▶ The task: Set down exactly the lines from the one containing "Query: glass panel of booth" through the end of the records below, both included, and nothing else.
......
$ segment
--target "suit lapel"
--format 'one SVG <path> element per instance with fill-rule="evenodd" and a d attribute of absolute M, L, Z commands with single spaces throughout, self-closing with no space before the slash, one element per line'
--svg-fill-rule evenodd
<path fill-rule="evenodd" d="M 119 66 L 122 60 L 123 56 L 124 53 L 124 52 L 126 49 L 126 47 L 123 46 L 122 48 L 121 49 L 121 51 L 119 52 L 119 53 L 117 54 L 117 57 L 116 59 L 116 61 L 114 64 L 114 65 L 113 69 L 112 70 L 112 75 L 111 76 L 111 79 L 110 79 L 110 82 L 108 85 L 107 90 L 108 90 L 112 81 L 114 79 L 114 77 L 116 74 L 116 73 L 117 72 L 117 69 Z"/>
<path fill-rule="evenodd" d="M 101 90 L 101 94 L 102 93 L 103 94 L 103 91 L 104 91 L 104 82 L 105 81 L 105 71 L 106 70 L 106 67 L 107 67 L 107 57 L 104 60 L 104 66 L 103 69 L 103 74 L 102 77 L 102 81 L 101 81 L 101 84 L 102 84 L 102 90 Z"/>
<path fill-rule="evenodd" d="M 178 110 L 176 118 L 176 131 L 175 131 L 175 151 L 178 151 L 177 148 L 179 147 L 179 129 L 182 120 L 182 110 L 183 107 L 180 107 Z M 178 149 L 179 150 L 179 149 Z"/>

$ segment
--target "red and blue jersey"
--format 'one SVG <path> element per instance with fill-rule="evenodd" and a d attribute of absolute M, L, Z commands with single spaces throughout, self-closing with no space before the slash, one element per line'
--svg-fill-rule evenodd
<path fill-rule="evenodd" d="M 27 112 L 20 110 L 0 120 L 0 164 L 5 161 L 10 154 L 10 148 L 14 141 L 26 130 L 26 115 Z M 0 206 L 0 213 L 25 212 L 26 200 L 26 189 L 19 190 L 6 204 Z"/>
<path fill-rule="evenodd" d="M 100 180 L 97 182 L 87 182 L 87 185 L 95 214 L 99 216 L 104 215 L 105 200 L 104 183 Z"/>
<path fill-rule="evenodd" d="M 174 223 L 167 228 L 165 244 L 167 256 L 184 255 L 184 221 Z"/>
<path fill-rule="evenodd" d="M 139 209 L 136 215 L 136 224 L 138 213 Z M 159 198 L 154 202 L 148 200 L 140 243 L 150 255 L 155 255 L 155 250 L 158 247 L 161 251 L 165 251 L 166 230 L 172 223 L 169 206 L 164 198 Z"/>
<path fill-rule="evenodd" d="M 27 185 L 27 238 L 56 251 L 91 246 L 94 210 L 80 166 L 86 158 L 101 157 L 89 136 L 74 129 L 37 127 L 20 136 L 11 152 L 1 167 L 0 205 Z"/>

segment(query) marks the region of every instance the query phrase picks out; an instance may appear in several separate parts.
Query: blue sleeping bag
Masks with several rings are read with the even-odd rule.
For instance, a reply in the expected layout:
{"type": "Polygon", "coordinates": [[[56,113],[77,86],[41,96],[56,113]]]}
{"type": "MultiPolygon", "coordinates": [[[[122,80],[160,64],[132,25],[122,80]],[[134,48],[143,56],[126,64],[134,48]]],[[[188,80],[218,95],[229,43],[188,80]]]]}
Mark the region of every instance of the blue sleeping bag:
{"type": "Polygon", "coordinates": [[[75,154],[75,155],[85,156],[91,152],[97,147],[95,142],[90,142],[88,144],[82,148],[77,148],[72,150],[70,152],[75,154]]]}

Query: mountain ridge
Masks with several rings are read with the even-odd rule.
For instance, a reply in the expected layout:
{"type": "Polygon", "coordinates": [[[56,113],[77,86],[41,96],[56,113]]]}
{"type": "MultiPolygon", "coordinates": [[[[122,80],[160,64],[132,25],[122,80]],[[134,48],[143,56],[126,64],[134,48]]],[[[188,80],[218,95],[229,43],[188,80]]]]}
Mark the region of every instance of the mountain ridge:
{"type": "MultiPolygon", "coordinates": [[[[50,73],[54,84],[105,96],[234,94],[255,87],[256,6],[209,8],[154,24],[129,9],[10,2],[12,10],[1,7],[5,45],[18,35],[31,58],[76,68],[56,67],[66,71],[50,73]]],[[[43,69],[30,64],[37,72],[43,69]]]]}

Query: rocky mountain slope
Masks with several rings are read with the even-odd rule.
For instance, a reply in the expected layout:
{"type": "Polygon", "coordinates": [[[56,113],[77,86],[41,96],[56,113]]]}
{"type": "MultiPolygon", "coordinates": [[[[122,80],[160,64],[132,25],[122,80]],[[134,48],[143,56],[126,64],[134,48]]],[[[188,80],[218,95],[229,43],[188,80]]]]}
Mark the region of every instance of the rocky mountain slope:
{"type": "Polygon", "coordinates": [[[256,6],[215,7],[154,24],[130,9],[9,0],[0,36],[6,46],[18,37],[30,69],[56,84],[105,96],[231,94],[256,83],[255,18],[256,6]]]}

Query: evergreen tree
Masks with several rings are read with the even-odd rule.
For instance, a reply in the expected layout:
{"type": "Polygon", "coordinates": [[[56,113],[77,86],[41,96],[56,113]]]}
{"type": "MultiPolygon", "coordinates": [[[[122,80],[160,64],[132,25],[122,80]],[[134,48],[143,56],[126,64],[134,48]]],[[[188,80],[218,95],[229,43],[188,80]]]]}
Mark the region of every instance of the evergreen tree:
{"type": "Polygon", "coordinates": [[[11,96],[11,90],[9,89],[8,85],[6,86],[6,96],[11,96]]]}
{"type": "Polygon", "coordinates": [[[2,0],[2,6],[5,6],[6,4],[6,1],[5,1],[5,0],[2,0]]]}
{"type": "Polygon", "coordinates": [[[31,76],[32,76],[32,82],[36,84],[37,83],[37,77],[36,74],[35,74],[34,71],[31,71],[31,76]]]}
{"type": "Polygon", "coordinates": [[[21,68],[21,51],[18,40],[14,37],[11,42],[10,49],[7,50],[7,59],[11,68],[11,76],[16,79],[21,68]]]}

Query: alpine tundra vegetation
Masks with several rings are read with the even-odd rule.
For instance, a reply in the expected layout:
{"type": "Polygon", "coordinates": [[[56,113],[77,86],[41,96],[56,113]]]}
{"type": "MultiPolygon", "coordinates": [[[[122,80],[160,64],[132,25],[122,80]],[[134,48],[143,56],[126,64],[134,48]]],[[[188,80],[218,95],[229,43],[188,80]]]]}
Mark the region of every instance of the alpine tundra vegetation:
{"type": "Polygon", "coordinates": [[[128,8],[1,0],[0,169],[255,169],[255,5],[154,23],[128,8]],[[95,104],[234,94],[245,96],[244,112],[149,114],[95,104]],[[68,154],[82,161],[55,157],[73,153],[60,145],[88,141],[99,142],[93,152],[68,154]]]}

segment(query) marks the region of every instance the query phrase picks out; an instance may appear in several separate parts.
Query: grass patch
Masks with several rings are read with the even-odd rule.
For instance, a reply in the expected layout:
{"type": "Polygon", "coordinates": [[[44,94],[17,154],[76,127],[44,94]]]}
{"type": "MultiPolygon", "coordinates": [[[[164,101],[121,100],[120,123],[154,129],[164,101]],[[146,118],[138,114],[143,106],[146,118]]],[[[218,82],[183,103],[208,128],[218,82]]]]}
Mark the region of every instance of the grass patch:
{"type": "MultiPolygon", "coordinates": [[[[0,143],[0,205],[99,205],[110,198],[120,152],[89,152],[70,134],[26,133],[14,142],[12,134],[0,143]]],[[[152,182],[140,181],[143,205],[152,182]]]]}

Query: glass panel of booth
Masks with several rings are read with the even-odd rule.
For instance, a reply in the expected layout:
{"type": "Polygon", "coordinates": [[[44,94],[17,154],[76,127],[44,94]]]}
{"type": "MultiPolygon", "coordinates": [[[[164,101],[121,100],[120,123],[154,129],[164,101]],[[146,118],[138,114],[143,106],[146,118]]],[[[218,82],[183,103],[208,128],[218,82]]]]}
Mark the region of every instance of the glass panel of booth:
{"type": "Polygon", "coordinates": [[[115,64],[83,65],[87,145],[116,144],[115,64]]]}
......
▶ Exercise solution:
Query: glass panel of booth
Masks with several rings are read with the even-odd rule.
For instance, a reply in the expected layout:
{"type": "Polygon", "coordinates": [[[44,94],[17,154],[76,127],[44,94]]]}
{"type": "MultiPolygon", "coordinates": [[[[164,101],[121,100],[120,123],[154,129],[164,101]],[[146,118],[138,114],[143,106],[146,118]]],[[[218,82],[183,103],[208,128],[218,82]]]]}
Mark the region of every instance of the glass panel of booth:
{"type": "Polygon", "coordinates": [[[115,64],[83,65],[87,145],[116,144],[115,64]]]}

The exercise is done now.